_Exercise requirements_.
A - In the Messina guide, reproduce the stretch from "The past year" through "booked for summer?" word for word.
B - List every ingredient that Rizzo suggests for a Messina focaccia in the Messina guide.
C - According to the Messina guide, how far back does construction of the Messina Cathedral and Bell Tower date?

_Provided text_.
The past year has seen many people across the world grapple with a very specific type of loss; the sadness of a trip not taken, the mourning of exploring new cultures, the yearning for experiences beyond the anomie of the supermarket. As that strong desire for, and impulse to, wander the world fell prey to the pandemic in a turbulent 2020, we seemed at one point to be surging toward an anticipatory dystopia. Who were we without travel? What do we have to look forward to when there is no international holiday booked for summer?
Over the course of the past 12 months, we’ve been commissioning artists, painters and illustrators from different cities all over the world to paint a picture of what they see out their windows – either real or imaginary. Most artists have been confined to these cities during the global lockdowns, and all have a close connection to the place they have illustrated. Each artist has a “GRAZIA At Home City Guide” perched on their window sill, insider guides to the cities you need to visit and recollections of moments past in these nooks of the world; how they drank in the palaces, how they wandered through the parks and how they ate and ate and ate. There’s recommendations too – local dishes, phrases and lessons – so you can start imagining your own itinerary from the comfort of your own home. Today, we’re headed to Messina in Italy.
Similarly to Giovanni Rizzo’s dreamlike illustration style, the harbour city of Messina is as if it was pulled straight from mythology. Situated in north-eastern Sicily, the old Mediterranean city is separated from the mainland which lends further fascination to the region.
Messina is best known for the Norman Messina Cathedral and Bell Tower with construction of the building dating as far back as the 12th century. Rizzo was born in the city and distinctly remembers the “lion roar” of the bell’s mechanisms churning, shortly followed by a chorus of Schubert’s “Ave Maria”.
“Sometimes it can be heard through the entire town thanks to the wind,” Rizzo says.
Marble fountains can be frequently found throughout the city decorated by revered mythical gods. Messina’s Fountain of Neptune is perhaps the most famous and depicts the famous sea god, overlooking the Ionian Sea. It is here where Rizzo also recalls another childhood memory and forms the inspiration for his painting; watching the swordfish boats pass by.
“When I was a child I used to see the old swordfish boats sailing through the Strait,” Rizzo says. “They were special boats with a very high mast where a sailor was standing to spot swordfishes.”
The local seafood is what makes up much of the cuisine in Messina, while braciolettine – breaded and roasted beef roll stuffed with cheese – is a dish that can’t be found anywhere else in Sicily. But if you ask Rizzo for his favourite dish, it is focaccia and ironically, a lockdown obsession for many people worldwide. The artist suggests an iteration of Messina’s local cheese – tuma – sliced fresh tomatoes, escarole and anchovies.
“All the bakeries make it and it’s inexpensive,” Rizzo says.
After a long day of walking in and around the city’s glistening waterfront, the smell of local jasmine flower wafting in the wind from the surrounding mountains, Rizzo says a fresh slice of focaccia is best served with Messina’s salt crystal beer.

_Data excerpts_.
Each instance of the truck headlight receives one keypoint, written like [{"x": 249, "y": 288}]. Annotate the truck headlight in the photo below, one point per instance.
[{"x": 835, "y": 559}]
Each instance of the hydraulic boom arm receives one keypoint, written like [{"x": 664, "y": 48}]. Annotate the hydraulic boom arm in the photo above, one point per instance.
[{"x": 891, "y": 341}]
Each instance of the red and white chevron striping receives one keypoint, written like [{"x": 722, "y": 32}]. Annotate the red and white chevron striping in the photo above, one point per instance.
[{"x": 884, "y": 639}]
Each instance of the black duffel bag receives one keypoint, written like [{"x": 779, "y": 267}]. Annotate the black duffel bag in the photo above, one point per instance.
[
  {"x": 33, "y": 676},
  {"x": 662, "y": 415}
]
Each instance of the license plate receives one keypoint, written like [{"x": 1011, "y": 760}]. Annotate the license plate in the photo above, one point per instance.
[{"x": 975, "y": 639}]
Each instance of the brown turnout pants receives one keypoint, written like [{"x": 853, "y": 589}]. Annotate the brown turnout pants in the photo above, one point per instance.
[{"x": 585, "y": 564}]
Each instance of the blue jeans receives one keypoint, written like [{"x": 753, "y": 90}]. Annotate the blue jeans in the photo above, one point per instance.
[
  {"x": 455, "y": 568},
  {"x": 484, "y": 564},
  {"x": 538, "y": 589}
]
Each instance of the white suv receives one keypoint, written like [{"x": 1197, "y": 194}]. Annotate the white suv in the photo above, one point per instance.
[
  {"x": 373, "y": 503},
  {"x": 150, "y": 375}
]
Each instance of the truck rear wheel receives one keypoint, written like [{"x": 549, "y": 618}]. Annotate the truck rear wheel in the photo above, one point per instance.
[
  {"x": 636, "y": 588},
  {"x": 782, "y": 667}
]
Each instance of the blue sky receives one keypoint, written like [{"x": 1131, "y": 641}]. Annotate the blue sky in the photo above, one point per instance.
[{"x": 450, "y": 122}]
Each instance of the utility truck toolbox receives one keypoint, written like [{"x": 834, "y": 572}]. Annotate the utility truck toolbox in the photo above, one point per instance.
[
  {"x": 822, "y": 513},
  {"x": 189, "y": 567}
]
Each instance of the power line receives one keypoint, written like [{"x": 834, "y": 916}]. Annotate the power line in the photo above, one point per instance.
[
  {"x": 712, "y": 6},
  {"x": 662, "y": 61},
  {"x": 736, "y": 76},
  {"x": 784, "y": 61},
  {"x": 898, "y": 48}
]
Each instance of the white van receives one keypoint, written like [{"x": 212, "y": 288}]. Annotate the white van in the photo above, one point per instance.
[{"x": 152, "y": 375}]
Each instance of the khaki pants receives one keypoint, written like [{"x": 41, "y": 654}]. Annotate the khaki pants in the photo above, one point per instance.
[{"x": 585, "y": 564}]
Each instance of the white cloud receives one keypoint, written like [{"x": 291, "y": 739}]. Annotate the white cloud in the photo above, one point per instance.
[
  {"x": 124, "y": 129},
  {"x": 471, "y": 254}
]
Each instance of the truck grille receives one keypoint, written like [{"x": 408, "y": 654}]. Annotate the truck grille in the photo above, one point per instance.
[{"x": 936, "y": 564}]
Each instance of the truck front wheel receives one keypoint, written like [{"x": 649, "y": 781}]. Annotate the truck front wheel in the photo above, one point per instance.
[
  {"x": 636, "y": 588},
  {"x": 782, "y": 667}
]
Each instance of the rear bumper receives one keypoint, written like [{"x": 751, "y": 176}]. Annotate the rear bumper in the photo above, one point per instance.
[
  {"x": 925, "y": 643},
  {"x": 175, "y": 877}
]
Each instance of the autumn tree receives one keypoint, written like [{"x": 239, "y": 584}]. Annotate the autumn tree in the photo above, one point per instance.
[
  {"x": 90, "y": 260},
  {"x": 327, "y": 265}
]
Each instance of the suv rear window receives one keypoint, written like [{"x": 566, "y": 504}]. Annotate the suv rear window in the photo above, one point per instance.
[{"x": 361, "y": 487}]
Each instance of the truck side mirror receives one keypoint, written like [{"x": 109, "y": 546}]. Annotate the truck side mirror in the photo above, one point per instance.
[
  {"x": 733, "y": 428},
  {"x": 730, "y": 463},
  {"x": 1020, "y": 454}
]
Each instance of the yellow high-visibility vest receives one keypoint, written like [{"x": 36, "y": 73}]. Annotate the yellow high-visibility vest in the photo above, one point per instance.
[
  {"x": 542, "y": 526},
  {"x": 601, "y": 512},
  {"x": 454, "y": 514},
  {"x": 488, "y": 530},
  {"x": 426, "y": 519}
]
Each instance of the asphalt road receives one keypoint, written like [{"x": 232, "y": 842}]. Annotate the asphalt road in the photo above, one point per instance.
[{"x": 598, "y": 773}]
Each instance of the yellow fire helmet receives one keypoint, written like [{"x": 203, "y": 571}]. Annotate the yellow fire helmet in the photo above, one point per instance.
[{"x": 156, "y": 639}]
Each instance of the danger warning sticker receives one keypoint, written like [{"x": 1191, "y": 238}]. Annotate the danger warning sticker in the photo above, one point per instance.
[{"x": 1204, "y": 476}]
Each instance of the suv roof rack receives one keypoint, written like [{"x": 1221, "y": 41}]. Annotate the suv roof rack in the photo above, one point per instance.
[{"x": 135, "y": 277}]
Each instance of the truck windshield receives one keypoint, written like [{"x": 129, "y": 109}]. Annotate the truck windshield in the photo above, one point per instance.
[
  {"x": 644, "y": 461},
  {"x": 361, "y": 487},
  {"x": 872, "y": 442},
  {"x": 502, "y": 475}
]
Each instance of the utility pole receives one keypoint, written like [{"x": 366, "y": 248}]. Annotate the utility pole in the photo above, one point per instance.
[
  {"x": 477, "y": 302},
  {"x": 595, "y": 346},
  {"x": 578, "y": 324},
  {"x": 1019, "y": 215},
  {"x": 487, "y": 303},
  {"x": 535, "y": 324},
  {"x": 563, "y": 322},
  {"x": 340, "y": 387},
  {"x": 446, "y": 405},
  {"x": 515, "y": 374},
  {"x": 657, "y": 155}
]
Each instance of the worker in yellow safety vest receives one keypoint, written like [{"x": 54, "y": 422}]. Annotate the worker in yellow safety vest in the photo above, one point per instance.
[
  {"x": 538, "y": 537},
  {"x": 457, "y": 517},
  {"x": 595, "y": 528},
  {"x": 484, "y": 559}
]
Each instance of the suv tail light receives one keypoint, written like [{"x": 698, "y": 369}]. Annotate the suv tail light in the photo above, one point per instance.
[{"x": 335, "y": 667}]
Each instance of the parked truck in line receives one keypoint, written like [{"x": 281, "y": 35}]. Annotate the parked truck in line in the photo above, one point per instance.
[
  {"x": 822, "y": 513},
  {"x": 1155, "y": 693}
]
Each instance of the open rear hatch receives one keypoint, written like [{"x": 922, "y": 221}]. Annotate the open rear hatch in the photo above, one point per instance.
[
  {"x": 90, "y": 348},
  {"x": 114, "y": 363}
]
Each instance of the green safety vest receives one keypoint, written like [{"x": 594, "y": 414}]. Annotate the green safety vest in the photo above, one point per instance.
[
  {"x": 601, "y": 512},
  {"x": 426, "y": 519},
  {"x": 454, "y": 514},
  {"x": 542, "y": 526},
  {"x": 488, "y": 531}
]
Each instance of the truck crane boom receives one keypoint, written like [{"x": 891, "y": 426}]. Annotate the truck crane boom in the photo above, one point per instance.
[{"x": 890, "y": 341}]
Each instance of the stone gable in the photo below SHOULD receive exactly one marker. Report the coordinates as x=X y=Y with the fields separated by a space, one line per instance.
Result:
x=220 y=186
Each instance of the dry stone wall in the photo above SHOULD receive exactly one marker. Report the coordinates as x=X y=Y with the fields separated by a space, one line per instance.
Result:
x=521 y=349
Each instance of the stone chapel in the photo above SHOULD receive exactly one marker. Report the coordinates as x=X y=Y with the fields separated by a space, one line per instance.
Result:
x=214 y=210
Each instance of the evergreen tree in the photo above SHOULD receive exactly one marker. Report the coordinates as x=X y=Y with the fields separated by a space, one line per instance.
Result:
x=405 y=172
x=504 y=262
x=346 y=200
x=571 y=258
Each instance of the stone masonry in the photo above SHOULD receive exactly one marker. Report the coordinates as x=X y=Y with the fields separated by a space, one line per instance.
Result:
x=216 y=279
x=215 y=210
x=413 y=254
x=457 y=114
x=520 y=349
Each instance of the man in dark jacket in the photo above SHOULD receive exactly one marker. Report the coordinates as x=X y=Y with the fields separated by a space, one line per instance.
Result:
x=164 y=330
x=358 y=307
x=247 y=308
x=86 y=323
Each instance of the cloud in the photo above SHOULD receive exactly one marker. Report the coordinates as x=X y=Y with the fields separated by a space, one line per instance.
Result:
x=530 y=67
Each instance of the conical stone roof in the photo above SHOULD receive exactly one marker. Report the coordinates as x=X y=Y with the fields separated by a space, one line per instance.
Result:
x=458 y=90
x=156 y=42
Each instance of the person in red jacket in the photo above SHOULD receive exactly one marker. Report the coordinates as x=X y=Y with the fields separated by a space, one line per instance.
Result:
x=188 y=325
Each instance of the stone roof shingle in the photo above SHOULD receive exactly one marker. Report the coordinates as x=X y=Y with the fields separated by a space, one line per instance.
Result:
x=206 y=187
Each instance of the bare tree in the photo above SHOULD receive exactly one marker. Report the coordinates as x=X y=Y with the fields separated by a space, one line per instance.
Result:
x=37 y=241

_Task solutions_.
A -
The past year has seen many people across the world grapple with a very specific type of loss; the sadness of a trip not taken, the mourning of exploring new cultures, the yearning for experiences beyond the anomie of the supermarket. As that strong desire for, and impulse to, wander the world fell prey to the pandemic in a turbulent 2020, we seemed at one point to be surging toward an anticipatory dystopia. Who were we without travel? What do we have to look forward to when there is no international holiday booked for summer?

B -
- Tuma (Messina's local cheese)
- Sliced fresh tomatoes
- Escarole
- Anchovies

C - As far back as the 12th century.